(Brief)
Which lines of the records below contain the word "woman"? Show each one.

(Exercise input)
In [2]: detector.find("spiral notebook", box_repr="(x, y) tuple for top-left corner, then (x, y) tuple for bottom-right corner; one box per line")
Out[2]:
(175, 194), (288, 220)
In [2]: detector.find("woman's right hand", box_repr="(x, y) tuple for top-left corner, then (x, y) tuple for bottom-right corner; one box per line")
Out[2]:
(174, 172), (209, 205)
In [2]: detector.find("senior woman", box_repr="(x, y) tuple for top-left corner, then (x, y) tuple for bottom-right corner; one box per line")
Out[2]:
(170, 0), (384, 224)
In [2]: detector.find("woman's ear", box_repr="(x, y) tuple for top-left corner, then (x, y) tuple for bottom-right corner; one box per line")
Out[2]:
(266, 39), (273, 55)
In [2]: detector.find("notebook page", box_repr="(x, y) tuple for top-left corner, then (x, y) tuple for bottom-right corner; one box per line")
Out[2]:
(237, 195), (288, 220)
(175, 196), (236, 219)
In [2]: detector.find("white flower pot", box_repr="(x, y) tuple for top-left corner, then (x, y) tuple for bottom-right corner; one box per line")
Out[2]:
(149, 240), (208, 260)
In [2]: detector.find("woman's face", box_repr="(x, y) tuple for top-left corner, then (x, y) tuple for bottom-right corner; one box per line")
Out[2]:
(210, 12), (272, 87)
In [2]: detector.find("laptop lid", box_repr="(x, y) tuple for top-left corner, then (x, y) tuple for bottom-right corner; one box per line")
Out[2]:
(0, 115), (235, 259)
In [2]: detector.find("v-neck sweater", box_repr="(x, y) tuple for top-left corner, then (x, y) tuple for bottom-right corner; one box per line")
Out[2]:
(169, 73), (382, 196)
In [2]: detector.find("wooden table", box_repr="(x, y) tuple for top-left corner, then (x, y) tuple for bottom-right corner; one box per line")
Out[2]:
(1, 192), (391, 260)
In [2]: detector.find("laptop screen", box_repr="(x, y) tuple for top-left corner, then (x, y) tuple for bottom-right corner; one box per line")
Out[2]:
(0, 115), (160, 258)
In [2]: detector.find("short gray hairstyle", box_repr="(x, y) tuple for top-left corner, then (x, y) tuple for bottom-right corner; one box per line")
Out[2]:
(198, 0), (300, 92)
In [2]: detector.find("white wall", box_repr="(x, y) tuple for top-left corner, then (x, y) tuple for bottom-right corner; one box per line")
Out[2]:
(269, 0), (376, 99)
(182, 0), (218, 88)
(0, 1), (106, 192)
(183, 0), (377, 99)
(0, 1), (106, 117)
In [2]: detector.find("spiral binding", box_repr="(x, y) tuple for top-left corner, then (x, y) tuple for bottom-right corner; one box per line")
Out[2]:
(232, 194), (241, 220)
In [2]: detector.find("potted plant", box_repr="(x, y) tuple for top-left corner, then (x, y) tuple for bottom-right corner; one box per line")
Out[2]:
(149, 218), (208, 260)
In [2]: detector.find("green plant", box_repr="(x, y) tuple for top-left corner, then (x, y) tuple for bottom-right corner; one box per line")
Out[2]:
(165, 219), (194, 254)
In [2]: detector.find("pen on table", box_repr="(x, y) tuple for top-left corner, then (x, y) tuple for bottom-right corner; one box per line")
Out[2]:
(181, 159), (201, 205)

(Exercise answer)
In [2]: detector.find("woman's right hand", box_repr="(x, y) tuple for top-left corner, then (x, y) tuple for bottom-right corner; one box per line")
In [2]: detector.find("senior woman", box_repr="(x, y) tuple for top-left corner, then (x, y) tuple for bottom-right corner; one box per line")
In [2]: detector.find("woman's ear", box_repr="(x, y) tuple for top-left corner, then (x, y) tuple for bottom-right corner; one box per line")
In [2]: detector.find("woman's face", box_repr="(x, y) tuple for top-left corner, then (x, y) tuple for bottom-right corner; one box per line")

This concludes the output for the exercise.